Directions:
Rewrite all of the records below, replacing "every instance" with "each instance" and leaving everything else unchanged.
——
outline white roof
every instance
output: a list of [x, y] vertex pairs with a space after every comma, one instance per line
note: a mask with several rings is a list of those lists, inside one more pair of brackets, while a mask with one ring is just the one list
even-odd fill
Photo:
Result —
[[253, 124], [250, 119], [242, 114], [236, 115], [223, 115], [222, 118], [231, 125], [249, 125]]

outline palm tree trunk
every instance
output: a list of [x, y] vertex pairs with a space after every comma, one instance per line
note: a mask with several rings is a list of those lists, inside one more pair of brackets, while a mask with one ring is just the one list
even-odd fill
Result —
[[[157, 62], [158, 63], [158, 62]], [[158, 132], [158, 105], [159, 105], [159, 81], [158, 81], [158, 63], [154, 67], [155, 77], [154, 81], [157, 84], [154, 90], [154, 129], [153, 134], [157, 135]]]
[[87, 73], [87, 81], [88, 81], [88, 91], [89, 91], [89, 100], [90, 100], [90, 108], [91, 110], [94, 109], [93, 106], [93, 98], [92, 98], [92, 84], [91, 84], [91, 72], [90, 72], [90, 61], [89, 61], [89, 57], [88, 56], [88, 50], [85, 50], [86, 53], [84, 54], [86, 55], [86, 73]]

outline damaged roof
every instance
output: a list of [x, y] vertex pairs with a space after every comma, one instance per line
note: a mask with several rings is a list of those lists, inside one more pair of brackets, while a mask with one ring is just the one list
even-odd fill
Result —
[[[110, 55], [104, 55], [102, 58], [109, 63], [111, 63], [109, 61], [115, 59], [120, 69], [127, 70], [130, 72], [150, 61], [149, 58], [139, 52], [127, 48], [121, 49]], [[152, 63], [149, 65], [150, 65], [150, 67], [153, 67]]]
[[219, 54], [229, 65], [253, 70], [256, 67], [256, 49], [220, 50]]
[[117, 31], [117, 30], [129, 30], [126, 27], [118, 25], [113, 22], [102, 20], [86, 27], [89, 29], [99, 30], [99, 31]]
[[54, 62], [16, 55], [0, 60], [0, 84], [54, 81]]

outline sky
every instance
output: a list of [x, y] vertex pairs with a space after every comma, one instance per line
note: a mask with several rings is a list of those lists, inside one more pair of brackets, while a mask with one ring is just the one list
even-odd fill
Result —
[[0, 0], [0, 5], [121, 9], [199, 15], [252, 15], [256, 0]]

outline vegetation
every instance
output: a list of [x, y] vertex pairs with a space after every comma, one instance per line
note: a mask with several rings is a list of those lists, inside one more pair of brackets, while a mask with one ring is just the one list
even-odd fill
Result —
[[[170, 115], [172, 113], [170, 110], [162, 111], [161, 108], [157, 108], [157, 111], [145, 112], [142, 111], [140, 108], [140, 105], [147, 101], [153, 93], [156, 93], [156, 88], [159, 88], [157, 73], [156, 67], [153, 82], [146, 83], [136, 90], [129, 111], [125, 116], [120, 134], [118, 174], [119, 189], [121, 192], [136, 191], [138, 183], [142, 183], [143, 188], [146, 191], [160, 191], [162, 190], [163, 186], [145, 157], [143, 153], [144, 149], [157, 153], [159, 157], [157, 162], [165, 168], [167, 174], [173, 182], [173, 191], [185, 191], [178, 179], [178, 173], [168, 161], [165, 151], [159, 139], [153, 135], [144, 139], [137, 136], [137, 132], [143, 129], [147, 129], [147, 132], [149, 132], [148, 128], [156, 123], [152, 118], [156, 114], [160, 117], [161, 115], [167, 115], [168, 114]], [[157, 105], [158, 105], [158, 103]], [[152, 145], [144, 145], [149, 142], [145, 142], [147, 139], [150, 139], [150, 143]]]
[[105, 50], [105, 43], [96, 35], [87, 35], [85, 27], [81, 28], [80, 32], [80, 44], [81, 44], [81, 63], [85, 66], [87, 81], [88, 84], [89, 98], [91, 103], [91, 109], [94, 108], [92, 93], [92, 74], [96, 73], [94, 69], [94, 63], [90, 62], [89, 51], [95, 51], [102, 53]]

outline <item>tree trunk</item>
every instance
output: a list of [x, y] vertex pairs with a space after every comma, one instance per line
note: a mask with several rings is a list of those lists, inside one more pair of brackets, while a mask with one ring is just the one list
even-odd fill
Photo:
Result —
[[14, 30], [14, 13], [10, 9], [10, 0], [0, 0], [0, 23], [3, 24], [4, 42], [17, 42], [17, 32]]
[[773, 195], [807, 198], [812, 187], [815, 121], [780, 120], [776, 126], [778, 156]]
——
Answer:
outline white roof
each instance
output: a list of [x, y] vertex pairs with a space after every comma, one instance per line
note: a mask with several rings is a list of those lists, inside one more pair of brackets, while a mask with one ring is just the one list
even-odd fill
Photo:
Result —
[[253, 124], [250, 119], [242, 114], [236, 115], [223, 115], [222, 118], [231, 125], [249, 125]]

outline palm tree trunk
each instance
output: a list of [x, y] vertex pairs with a space after every comma, one instance per line
note: a mask with several rings is a list of those lists, inside one more pair of brackets, while a mask with one ring is just the one list
even-odd fill
Result —
[[[157, 62], [158, 63], [158, 62]], [[158, 132], [158, 105], [159, 105], [159, 81], [158, 81], [158, 63], [154, 67], [155, 77], [154, 81], [157, 84], [154, 90], [154, 129], [153, 134], [157, 135]]]
[[87, 73], [87, 81], [88, 81], [88, 91], [89, 91], [89, 100], [90, 100], [90, 108], [91, 110], [94, 109], [93, 106], [93, 98], [92, 98], [92, 84], [91, 84], [91, 72], [90, 72], [90, 61], [89, 61], [89, 57], [88, 56], [88, 50], [85, 50], [86, 53], [84, 54], [86, 55], [86, 73]]

outline damaged roof
each instance
output: a list of [x, y] vertex pairs with a space after every comma, one instance per line
note: a mask with several rings is a list of those lists, inside one more pair of brackets, while a mask with one ring is just the one list
even-odd fill
Result —
[[[110, 55], [104, 55], [102, 58], [109, 63], [111, 63], [109, 61], [115, 59], [120, 69], [127, 70], [130, 72], [150, 61], [149, 58], [139, 52], [127, 48], [121, 49]], [[152, 63], [149, 65], [150, 65], [150, 67], [153, 67]]]
[[219, 54], [229, 65], [253, 70], [256, 67], [256, 49], [220, 50]]
[[117, 31], [117, 30], [129, 30], [126, 27], [118, 25], [113, 22], [102, 20], [86, 27], [89, 29], [99, 30], [99, 31]]
[[54, 62], [16, 55], [0, 60], [0, 84], [54, 81]]

outline sky
each instance
output: a list of [x, y] vertex pairs with a space after every comma, one instance per line
note: a mask with several rings is a list of those lists, inside one more pair of brackets, while a mask with one ring is just the one list
even-odd fill
Result —
[[0, 0], [0, 5], [121, 9], [199, 15], [252, 15], [256, 0]]

outline vegetation
each instance
output: a list of [x, y] vertex pairs with a space after every comma, one instance per line
note: a mask with several rings is a list of those lists, inside one more pair of brackets, while a mask with one ring is just the one list
even-odd fill
Result —
[[[170, 115], [172, 113], [170, 110], [162, 111], [161, 108], [157, 108], [157, 111], [145, 112], [142, 111], [140, 108], [140, 105], [147, 101], [153, 93], [156, 93], [156, 88], [159, 88], [157, 73], [156, 67], [153, 82], [146, 83], [136, 90], [129, 111], [125, 116], [120, 134], [118, 174], [119, 189], [121, 192], [136, 191], [138, 183], [142, 183], [143, 188], [146, 191], [160, 191], [162, 190], [163, 186], [145, 157], [143, 153], [144, 149], [157, 153], [159, 157], [157, 162], [165, 168], [167, 174], [173, 182], [173, 191], [185, 191], [178, 179], [178, 173], [168, 161], [165, 151], [159, 139], [153, 135], [144, 139], [137, 136], [137, 132], [143, 129], [147, 129], [147, 132], [149, 132], [148, 128], [156, 123], [152, 118], [156, 114], [160, 117], [161, 115], [167, 115], [168, 114]], [[157, 105], [158, 105], [158, 103]], [[152, 145], [144, 145], [149, 142], [145, 142], [147, 139], [150, 139], [150, 143]]]
[[105, 50], [105, 43], [96, 35], [87, 35], [85, 27], [81, 28], [80, 32], [80, 44], [81, 44], [81, 63], [85, 66], [87, 81], [88, 84], [89, 98], [91, 103], [91, 109], [94, 108], [92, 93], [92, 74], [96, 73], [94, 69], [94, 63], [90, 62], [89, 51], [95, 51], [102, 53]]

outline <item>tree trunk</item>
each instance
output: a list of [x, y] vertex pairs with a space after every comma, one instance per line
note: a mask with several rings is a list of those lists, inside one more pair of brackets, while a mask with one ring is just the one list
even-odd fill
Photo:
Result —
[[14, 30], [14, 13], [10, 9], [10, 0], [0, 0], [0, 23], [3, 24], [4, 42], [17, 42], [17, 32]]
[[773, 195], [807, 198], [812, 187], [815, 121], [780, 120], [776, 126], [778, 156]]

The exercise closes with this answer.